_Exercise brief_
Give the entries below as a two-column CSV with the columns "prompt" and "response," one row for each request, with its text and answer each in a single quoted field and line breaks replaced by spaces. Leave the pictures out.

_Records to process_
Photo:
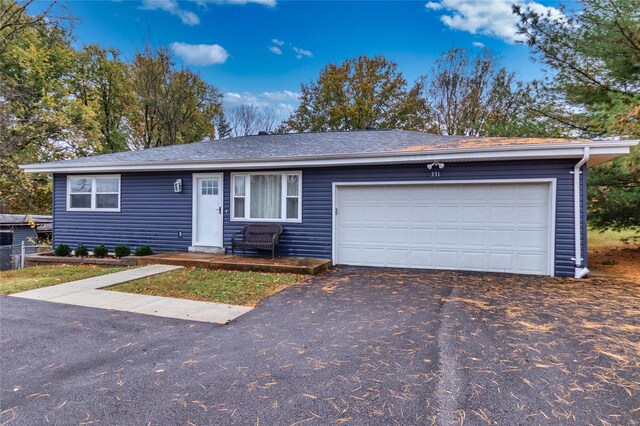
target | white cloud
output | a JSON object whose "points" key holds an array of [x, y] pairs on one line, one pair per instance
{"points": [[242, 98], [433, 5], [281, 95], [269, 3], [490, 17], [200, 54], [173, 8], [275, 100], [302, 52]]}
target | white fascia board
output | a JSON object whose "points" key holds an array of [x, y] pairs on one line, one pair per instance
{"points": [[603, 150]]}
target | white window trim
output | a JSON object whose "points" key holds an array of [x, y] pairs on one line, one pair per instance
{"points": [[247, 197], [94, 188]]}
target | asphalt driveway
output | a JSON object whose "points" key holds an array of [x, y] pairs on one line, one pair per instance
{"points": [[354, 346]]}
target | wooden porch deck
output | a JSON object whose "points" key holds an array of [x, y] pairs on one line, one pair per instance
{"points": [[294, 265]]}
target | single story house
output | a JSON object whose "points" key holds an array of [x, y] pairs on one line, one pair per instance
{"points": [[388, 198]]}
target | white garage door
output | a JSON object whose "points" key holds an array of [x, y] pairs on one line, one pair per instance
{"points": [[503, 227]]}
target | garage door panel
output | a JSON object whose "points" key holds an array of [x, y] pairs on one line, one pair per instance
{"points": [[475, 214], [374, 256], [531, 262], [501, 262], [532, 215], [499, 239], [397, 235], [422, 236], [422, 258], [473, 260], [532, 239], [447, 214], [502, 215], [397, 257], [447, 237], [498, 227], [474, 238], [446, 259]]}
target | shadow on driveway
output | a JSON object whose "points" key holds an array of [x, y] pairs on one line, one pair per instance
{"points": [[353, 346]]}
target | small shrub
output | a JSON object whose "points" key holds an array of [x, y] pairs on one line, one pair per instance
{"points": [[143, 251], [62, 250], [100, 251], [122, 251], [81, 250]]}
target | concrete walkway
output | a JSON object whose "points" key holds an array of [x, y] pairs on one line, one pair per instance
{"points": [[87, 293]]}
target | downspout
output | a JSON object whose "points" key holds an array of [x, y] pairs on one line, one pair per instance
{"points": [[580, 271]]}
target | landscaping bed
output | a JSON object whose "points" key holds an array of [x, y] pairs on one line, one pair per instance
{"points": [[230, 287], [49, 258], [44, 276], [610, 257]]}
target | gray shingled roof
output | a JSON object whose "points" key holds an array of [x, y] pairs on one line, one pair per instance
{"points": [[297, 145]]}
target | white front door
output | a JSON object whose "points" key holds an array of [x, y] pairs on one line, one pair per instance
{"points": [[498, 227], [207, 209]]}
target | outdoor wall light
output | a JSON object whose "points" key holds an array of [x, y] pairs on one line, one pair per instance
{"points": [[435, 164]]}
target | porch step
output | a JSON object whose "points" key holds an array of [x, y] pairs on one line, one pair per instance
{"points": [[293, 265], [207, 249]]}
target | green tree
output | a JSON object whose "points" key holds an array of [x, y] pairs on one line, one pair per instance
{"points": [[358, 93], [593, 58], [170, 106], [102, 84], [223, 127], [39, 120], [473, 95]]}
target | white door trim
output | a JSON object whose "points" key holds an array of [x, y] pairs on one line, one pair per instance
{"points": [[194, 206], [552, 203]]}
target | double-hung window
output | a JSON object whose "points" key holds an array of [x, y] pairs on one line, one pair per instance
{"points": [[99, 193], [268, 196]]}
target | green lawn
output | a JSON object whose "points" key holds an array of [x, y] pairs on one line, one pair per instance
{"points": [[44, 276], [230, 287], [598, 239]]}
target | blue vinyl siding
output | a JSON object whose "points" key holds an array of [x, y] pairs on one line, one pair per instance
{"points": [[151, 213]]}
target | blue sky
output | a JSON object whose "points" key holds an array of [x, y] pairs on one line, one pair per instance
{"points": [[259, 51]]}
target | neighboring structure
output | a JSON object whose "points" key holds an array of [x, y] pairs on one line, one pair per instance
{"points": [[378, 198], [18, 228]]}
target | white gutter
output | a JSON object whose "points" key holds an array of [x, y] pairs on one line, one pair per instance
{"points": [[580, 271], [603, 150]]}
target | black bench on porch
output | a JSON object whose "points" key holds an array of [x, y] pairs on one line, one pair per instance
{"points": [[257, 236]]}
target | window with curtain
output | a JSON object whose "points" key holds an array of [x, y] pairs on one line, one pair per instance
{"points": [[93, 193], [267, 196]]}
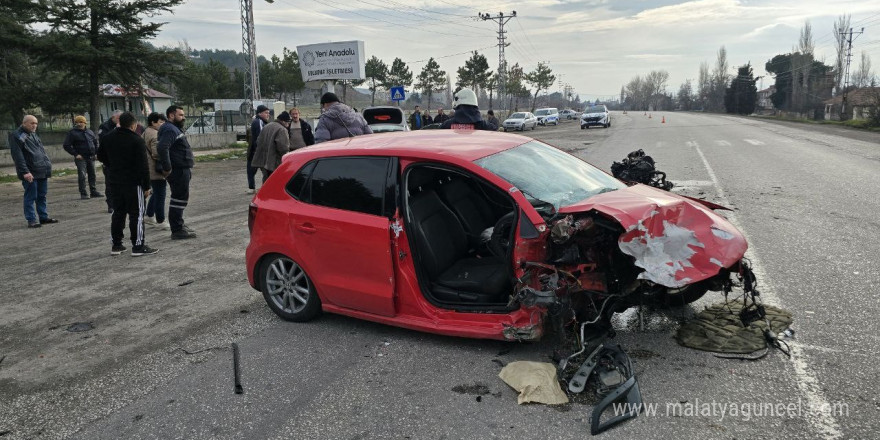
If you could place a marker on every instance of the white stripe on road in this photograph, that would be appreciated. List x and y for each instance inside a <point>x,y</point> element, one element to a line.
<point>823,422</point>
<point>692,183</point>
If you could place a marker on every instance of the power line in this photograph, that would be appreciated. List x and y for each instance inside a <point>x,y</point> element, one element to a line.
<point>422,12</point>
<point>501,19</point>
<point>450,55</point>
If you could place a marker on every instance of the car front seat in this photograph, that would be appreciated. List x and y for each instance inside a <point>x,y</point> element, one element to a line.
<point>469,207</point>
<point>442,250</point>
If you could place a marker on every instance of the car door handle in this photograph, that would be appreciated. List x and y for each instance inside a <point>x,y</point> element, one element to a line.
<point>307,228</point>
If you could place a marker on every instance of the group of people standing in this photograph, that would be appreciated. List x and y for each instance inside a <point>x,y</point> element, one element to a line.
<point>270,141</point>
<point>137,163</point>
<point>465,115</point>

_Task response_
prompt,response
"Photo: target | white cloud output | a JSON object whose ""points"" key holds an array of [x, y] pairs on one line, one pair per instance","{""points"": [[242, 98], [433, 5], [281, 95], [269, 3], [490, 17], [200, 54], [173, 8], [275, 100], [302, 52]]}"
"target | white fascia board output | a JSON object whose ""points"" key holds an array of [x, y] pairs on one line, one pair per instance","{""points"": [[603, 150]]}"
"target | white window trim output | a JSON object whose ""points"" key holds an array of [x, y] pairs on one line, one pair per instance","{""points"": [[247, 197], [94, 188]]}"
"target | asphalt driveway output | a JSON object whose ""points"" key holds an array of [x, y] pairs on one line, one pair per instance","{""points"": [[354, 346]]}"
"target | wooden porch deck output | a JSON object whose ""points"" key holds an array of [x, y] pairs on one line, one pair per instance","{""points"": [[294, 265]]}"
"target | single story house output | a JSON object whose ""points"" key holds an array of [x, y] pairs on one line, one pair per instance","{""points"": [[388, 198]]}"
"target | white garage door output | a JSON object whose ""points"" key holds an array of [x, y] pairs on one line, one pair per instance","{""points"": [[503, 227]]}"
"target | garage door panel output | a JSON object whose ""points"" key holds an array of [x, y] pairs on one line, one pair per instance","{""points"": [[475, 214], [374, 256], [531, 262], [501, 262], [532, 215], [499, 239], [397, 235], [422, 236], [422, 258], [473, 260], [532, 239], [447, 214], [502, 215], [397, 257], [447, 237], [498, 227], [474, 238], [446, 259]]}"
"target | shadow on driveway output | a JSON object whose ""points"" key holds an array of [x, y] pairs on one line, one pair per instance","{""points"": [[353, 346]]}"
"target | small shrub output | a JSON object whose ""points"" key holds an array of [x, y] pairs on one line, one pair per instance","{""points"": [[143, 251], [62, 250], [100, 251], [122, 251], [81, 250]]}"
"target | concrete walkway output | a JSON object whose ""points"" key holds an array of [x, y] pairs on one line, one pair per instance","{""points"": [[87, 293]]}"
"target | downspout output | a JSON object whose ""points"" key holds an array of [x, y] pairs on one line, one pair per instance","{""points"": [[580, 271]]}"
"target | landscaping bed output | a JSON object whose ""points"" key holds an array of [x, y] pairs on one line, one pair per instance","{""points"": [[230, 287], [49, 258], [44, 276], [610, 257]]}"
"target | gray shingled roof output | a JSON object whose ""points"" key holds an array of [x, y] pairs on one line, one pair per instance","{""points"": [[297, 145]]}"
"target | white front door output | a JSON object whose ""points"" key holds an array of [x, y] pairs on one line, one pair per instance","{""points"": [[498, 227], [207, 209]]}"
"target | outdoor wall light output | a JSON object whose ""points"" key holds an array of [x, y] pairs on one line, one pair per instance","{""points"": [[435, 164]]}"
"target | porch step output | a JSON object whose ""points"" key holds an array of [x, y] pairs on one line, one pair per instance","{""points"": [[293, 265], [207, 249]]}"
"target | green tree output | a JSON object whose ""points"" key holds an array of [x, y] pairs on one line, one pair per instance","{""points"": [[358, 93], [593, 58], [170, 106], [102, 84], [223, 127], [39, 120], [473, 95]]}"
"target | white door trim output | a JSON object whose ""points"" key holds an array of [x, y] pairs on one line, one pair per instance","{""points"": [[194, 206], [552, 203]]}"
"target | double-hung window output | a JSON object whose ""points"" key holds an array of [x, y] pairs on one line, one pair per instance","{""points"": [[99, 193], [268, 196]]}"
"target | green lawn output | a JSON object whose ""points"" key holds an array of [x, y] pairs on one line, one pair per instance","{""points"": [[44, 276], [230, 287], [598, 239]]}"
"target | blue vinyl siding output | a JSON object whose ""points"" key holds an array of [x, y] pairs on one line, one pair per instance","{""points"": [[151, 213]]}"
"target | blue sky output | a JSON object whose ""points"" key holds an array of [x, y] pairs on one line, one pair per instance","{""points"": [[259, 51]]}"
"target | neighboring structure output | a JSON object whose ""points"" key holds an array of [x, y] pairs on one line, one pair per instance","{""points"": [[378, 198], [18, 228]]}"
"target | white gutter output | a JSON object whose ""points"" key holds an array of [x, y] pairs on one line, one pair per instance","{""points"": [[580, 271], [603, 150]]}"
"target | black bench on porch output | a JSON object whose ""points"" key holds an array of [x, y] pairs on one line, one pair per instance","{""points"": [[257, 236]]}"
"target | window with curtain output | a JSON object whose ""points"" key holds an array of [x, y] pairs on one line, one pair per instance","{""points"": [[93, 193], [267, 196]]}"
"If you could place a marker on every instance of the white stripe on road in this photograph, that would be appreciated. List x and y for each instance inside a <point>x,y</point> element, one element to a line.","<point>823,422</point> <point>692,183</point>"
"If you could place a marker on every instance of the power line in this photograph, that would be appreciated. List x and y for each instance inside a <point>x,y</point> element, one element to a line.","<point>422,12</point> <point>501,19</point> <point>450,55</point>"
"If you could place a marker on every instance of the car front seat in this photograph, that would be appreciated. List x and y for each instance inside a <point>x,y</point> element, one element to a line.","<point>469,207</point> <point>442,250</point>"
"If you could place a marker on every instance of the car door handle in this photograph, that would be appreciated. List x and y for each instance inside a <point>x,y</point> element, one element to a line.","<point>307,228</point>"
"If you could place a marker on every instance of the group of people standing in this photograph, that would be appreciated. List x and y for each instance inside a <point>x,y</point> element, one element to a line.","<point>270,141</point> <point>137,163</point> <point>465,115</point>"